## Passage
┄┄┄┄┄┄┄┄┄┄

The Parallel Domain Team
Pedestrians are among the most vulnerable users of our road systems. Despite years of progress in automotive safety, pedestrian fatalities around the world remain alarmingly high. The number of pedestrian fatalities in the United States has increased since 2009, leading to a 5-year average of ~6,500 pedestrian deaths during the 5 most recent years captured by the National Center for Statistics and Analysis (NCSA), an office of the National Highway Traffic Safety Administration (NHTSA) (2017 to 2021). During this period, pedestrians accounted for ~17% of total traffic fatalities (NCSA). These numbers are not just statistics; they’re a call to action for developers of Advanced Driver Assistance Systems (ADAS) and autonomous vehicles.
Recognizing the urgency, the National Highway Traffic Safety Administration (NHTSA) finalized a rule in 2024 mandating that all new passenger cars and light trucks be equipped with automatic emergency braking (AEB) systems, including pedestrian AEB, by September 2029. The message is clear: pedestrian protection is no longer optional. It’s becoming a regulatory requirement, and perception systems must be tested rigorously to ensure they can perform reliably in the real world.
But how can teams meet this demand at scale? Real-world testing is expensive, slow, and often fails to capture rare but critical edge cases. Simulation provides a powerful alternative, but only if it can be trusted. In this blog post, we put PD Replica Sim to the test by benchmarking it against real-world data from the Waymo Open Dataset. We focused on pedestrian detection using multiple model architectures and industry-standard metrics to answer a fundamental question: How closely does performance in Parallel Domain Replica Sim align with the real world?
Our results show that pedestrian detection models evaluated using PD Replica Sim performed within a 10% margin of their performance on real-world data. This 10% sim-to-real gap is the maximum delta between perception performance on real-data and PD Replica Sim data amongst three perception models we tested against (Dino r50, GLIP, and Yolo v8). A lower gap is better as it shows a smaller difference between a perception model running on real-world data and that from PD Replica Sim.

┄┄┄┄┄┄┄┄┄┄

## Source data
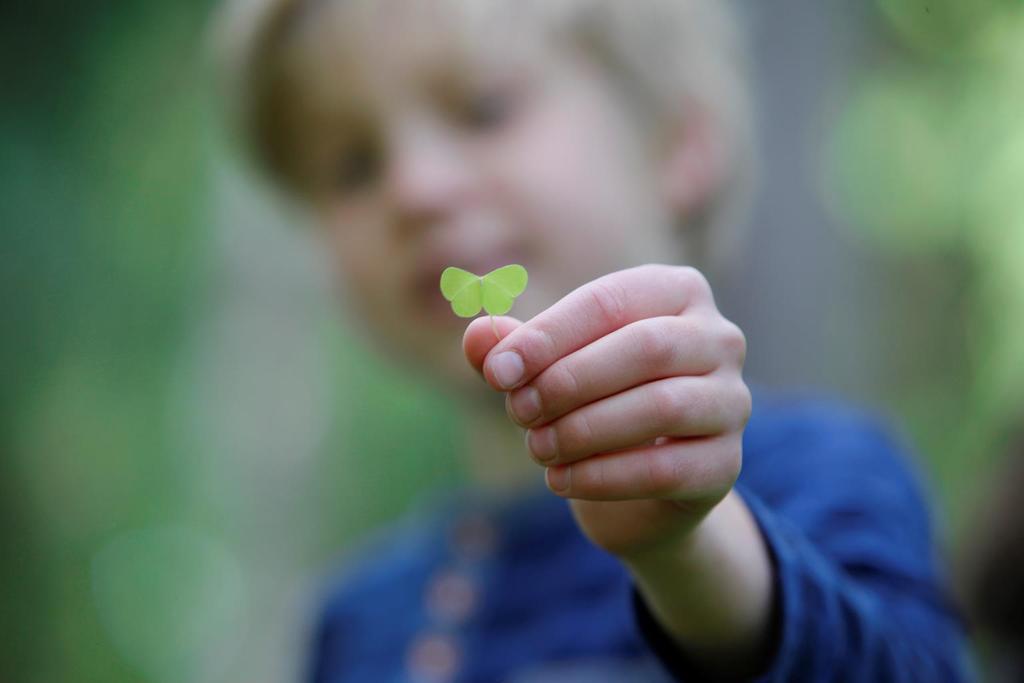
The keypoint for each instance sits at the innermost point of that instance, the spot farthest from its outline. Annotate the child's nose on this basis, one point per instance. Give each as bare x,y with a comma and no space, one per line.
428,175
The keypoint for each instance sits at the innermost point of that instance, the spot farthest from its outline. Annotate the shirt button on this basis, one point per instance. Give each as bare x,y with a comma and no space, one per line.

┄┄┄┄┄┄┄┄┄┄

## Set of tasks
A – According to the passage on pedestrian detection, which three perception models were tested?
B – Reproduce the passage on pedestrian detection from "But how can" to "the real world?".
The data is not needed for this work.

## Outputs by task
A – Dino r50, GLIP, and Yolo v8.

B –
But how can teams meet this demand at scale? Real-world testing is expensive, slow, and often fails to capture rare but critical edge cases. Simulation provides a powerful alternative, but only if it can be trusted. In this blog post, we put PD Replica Sim to the test by benchmarking it against real-world data from the Waymo Open Dataset. We focused on pedestrian detection using multiple model architectures and industry-standard metrics to answer a fundamental question: How closely does performance in Parallel Domain Replica Sim align with the real world?